▶ PAGE EXCERPT:
--*--

By the end, we had a full implementation spec: folder structure, task file format, scheduling approach, agent behavior rules, Slack notification design, known risks, phased build plan, the works. It was written up as a detailed markdown document.
That document became the handoff.
The build: one afternoon with Claude Code
I opened Claude Code, handed the brief to Opus 4.7 and said: build it.
By the end of the afternoon, it was running. The folder structure existed. The runner script worked. LaunchD was configured. The agents were picking up test tasks from the inbox, working through them, and moving files to the review folder when done.
I didn’t write a single line of code myself. I reviewed the output, flagged a few things to adjust, and directed the build from a high level. That was my job.
This felt worth noting because the narrative around AI and technical work often assumes you need to be a developer to build something like this. You don’t. You need to be able to clearly describe what you want, review what you get, and iterate on it. Those aren’t developer skills. They’re thinking skills.
What my job looks like now
This is the part I didn’t fully anticipate before building it.
My role has genuinely changed. I’m not executing tasks anymore. I’m managing a team that executes tasks.

--*--

[Stored entries]
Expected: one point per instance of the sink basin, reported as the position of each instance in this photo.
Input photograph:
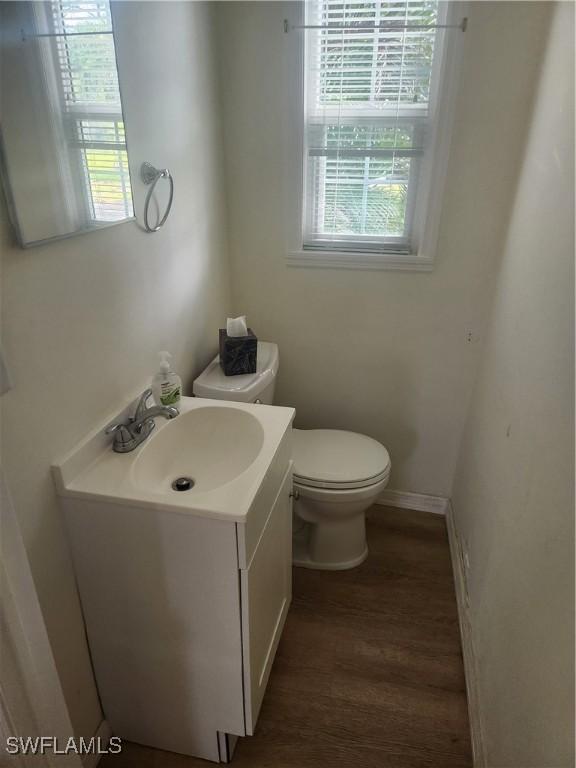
(212, 446)
(228, 449)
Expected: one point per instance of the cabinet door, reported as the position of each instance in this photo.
(266, 593)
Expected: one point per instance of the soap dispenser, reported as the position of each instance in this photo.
(166, 385)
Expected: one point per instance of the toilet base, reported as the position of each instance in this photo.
(301, 547)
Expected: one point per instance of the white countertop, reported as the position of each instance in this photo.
(94, 471)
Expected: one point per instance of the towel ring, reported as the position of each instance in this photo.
(150, 175)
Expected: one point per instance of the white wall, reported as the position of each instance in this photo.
(513, 496)
(82, 319)
(384, 353)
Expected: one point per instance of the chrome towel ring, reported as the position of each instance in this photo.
(150, 175)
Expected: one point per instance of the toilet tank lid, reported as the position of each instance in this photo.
(247, 386)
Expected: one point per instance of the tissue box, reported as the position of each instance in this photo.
(238, 353)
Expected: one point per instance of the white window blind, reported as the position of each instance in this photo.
(369, 103)
(92, 111)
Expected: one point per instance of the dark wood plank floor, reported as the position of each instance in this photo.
(369, 670)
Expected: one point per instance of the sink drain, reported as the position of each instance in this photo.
(183, 484)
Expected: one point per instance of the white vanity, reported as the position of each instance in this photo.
(185, 593)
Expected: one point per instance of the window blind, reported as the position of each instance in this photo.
(86, 64)
(368, 107)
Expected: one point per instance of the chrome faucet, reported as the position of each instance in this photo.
(129, 435)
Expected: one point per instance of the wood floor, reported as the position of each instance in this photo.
(369, 670)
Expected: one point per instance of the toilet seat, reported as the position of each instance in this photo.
(338, 460)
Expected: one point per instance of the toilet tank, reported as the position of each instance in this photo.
(245, 388)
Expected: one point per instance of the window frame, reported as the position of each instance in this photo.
(432, 169)
(74, 114)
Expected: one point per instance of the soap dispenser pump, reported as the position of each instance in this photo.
(166, 385)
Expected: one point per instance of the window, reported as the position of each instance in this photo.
(90, 104)
(372, 71)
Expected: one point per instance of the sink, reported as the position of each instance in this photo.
(212, 446)
(227, 449)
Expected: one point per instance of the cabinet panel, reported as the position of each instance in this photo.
(266, 593)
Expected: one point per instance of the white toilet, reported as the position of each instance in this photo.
(337, 475)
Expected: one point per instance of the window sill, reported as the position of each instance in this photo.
(359, 260)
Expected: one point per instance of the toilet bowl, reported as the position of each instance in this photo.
(338, 475)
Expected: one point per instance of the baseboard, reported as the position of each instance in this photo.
(468, 652)
(102, 737)
(420, 502)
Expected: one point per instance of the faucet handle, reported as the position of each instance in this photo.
(141, 407)
(122, 434)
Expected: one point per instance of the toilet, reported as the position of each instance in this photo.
(338, 475)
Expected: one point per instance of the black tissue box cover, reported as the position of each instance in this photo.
(238, 353)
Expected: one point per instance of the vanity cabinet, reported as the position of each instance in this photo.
(184, 612)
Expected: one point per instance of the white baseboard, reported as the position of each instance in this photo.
(420, 502)
(468, 652)
(102, 736)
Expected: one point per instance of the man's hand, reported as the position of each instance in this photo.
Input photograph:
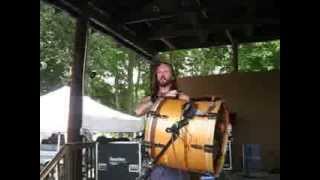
(172, 93)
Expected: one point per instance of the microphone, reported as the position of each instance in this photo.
(189, 110)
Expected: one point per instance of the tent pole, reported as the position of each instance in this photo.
(74, 160)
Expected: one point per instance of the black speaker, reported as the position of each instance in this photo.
(118, 160)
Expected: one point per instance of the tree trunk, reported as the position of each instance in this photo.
(130, 82)
(116, 93)
(137, 86)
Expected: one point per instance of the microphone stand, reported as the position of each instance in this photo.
(188, 113)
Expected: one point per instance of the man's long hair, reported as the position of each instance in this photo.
(155, 83)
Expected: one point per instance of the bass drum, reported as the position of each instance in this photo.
(201, 145)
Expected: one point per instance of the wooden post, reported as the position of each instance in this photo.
(74, 156)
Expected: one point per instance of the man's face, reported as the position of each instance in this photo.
(164, 75)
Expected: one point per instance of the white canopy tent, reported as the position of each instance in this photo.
(54, 110)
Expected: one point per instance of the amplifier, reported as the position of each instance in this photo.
(118, 160)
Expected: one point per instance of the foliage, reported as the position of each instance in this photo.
(117, 77)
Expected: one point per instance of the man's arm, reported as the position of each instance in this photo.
(144, 106)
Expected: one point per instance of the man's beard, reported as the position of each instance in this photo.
(164, 83)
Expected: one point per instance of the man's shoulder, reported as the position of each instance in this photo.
(146, 98)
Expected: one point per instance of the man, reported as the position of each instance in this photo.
(163, 85)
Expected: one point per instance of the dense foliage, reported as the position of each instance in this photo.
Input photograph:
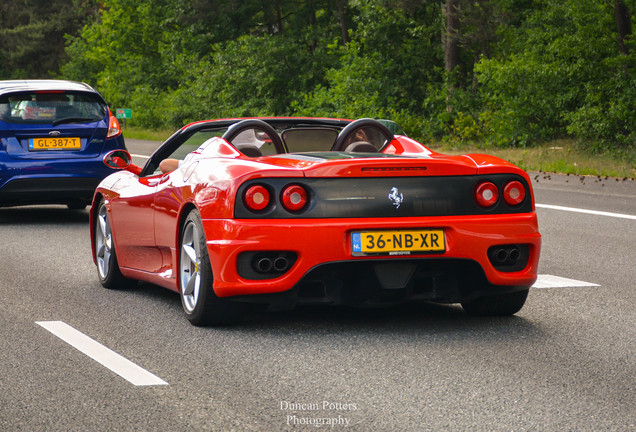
(499, 72)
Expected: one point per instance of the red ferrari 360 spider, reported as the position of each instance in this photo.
(285, 211)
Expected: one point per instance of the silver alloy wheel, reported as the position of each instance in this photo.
(103, 242)
(190, 266)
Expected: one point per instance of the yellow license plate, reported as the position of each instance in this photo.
(54, 143)
(398, 242)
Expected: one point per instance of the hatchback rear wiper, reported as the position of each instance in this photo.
(72, 120)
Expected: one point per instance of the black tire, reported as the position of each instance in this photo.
(76, 205)
(200, 304)
(107, 266)
(498, 304)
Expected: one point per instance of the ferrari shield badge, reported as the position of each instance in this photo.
(396, 197)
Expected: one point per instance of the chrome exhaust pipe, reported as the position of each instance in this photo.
(264, 265)
(281, 264)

--*--

▶ EXERCISES:
1/ In the write-up on the agent build, repeat everything from "By the end of" down to "was my job." with no changes.
2/ Answer these questions from the write-up on the agent build:
(a) Which model was the brief handed to inside Claude Code?
(b) Where did the agents move files when they were done with a task?
(c) What three things does the writer say you need to be able to do instead of being a developer?
3/ Pick up the write-up on the agent build after its last sentence and keep writing it.

▶ EXPECTED RESULTS:
1/
By the end of the afternoon, it was running. The folder structure existed. The runner script worked. LaunchD was configured. The agents were picking up test tasks from the inbox, working through them, and moving files to the review folder when done.
I didn’t write a single line of code myself. I reviewed the output, flagged a few things to adjust, and directed the build from a high level. That was my job.

2/
(a) Opus 4.7
(b) To the review folder
(c) Clearly describe what you want, review what you get, and iterate on it

3/
I review output. I approve what’s good. I send things back for revision with notes on what needs changing. I handle edge cases that need human judgment. I set the strategic direction for what we’re actually trying to accomplish.
The Scanner and Scout surface the work. The Completer does the work. I decide what matters, review the results, and stay focused on the things that actually need me in the loop.
The skill that matters most in this setup, the one I’ve gotten better at since building this: writing a clear brief. The quality of the agent’s output tracks almost directly with the quality of the task description. Vague in, vague out. Specific, well-structured brief in, solid work out.
That’s not a new lesson. It’s what good managers have always known about delegating to humans. It just turns out it applies equally well to agents. I’ve written more about this systems-level thinking in WordPress marketing if you want to go deeper on the underlying mental model.
A few honest notes
This isn’t without limitations.
The system only runs when my Mac is awake. LaunchD doesn’t fire with the lid closed. Tasks queue up and get processed when the machine is on, which works fine for my workflow but wouldn’t suit something that needs to run 24/7.
Long or complex tasks can occasionally hit context window limits. The checklist format helps by breaking big tasks into smaller steps, but it’s something to be aware of.
And the pre-flight check matters. If a task description is too vague, the agent either makes assumptions that lead to mediocre output or moves it to blocked/, which means I have to clarify before anything happens. Either outcome is fine, but it reinforces the brief-writing point.
Why I’m writing this
I built this because I had a specific problem and a specific context. I’m not a developer. I wasn’t looking to build an impressive technical project. I was looking to use AI to its full potential, not just as a faster way to do what I was already doing.
What surprised me is how accessible this actually was. The design work took longer than the build. And the design work was just thinking, writing, and iterating. Things I’ve always done.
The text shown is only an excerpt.